- _Work to complete_: Return the lines below that carry the word "military".

- _Records_:
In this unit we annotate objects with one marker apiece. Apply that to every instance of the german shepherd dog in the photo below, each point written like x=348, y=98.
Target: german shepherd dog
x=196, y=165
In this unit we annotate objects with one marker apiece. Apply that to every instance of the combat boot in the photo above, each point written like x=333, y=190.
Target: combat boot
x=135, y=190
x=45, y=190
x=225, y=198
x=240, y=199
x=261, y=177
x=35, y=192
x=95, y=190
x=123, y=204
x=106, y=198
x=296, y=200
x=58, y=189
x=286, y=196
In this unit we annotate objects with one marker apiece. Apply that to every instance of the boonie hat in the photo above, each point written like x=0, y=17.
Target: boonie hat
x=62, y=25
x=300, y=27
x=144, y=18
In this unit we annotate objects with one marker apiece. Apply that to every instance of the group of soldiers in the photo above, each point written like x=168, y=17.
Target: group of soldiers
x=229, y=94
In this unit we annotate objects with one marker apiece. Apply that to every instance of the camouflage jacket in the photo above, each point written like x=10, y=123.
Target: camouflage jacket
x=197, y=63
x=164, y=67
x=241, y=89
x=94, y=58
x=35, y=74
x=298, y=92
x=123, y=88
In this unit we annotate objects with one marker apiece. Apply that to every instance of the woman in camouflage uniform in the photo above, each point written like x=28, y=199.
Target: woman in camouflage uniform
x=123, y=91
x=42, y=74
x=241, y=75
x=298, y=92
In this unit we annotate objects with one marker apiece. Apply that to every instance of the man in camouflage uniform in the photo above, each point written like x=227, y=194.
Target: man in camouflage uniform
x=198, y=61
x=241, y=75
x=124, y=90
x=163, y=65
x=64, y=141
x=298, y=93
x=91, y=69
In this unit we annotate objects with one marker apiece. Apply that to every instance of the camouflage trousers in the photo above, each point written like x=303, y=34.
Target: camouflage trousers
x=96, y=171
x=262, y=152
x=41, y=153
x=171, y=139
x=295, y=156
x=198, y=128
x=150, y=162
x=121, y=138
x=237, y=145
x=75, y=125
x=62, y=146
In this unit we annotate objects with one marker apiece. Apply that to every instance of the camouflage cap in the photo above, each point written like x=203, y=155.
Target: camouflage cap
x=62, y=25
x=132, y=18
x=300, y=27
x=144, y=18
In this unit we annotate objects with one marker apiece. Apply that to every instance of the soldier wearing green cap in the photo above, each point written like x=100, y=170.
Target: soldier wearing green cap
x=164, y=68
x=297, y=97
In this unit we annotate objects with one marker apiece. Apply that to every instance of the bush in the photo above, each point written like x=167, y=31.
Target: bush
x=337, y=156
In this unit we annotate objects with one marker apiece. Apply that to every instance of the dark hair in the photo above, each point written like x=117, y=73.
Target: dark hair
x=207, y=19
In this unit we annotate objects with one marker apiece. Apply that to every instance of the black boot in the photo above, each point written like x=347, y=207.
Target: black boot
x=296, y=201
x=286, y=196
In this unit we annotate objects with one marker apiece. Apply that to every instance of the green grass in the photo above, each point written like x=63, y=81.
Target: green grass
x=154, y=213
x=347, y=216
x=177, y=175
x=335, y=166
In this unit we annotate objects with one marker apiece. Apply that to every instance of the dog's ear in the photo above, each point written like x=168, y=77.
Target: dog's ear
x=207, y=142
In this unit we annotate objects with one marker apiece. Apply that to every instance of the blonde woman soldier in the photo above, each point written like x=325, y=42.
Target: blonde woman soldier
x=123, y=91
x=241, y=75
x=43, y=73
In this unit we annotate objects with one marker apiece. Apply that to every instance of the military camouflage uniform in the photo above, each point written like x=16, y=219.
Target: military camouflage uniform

- _Exercise solution_:
In this unit we annotate objects with one marker apiece. Apply that to every instance of the military camouflage uniform in the photo above, each point written like x=16, y=219.
Target: military camouflage uniform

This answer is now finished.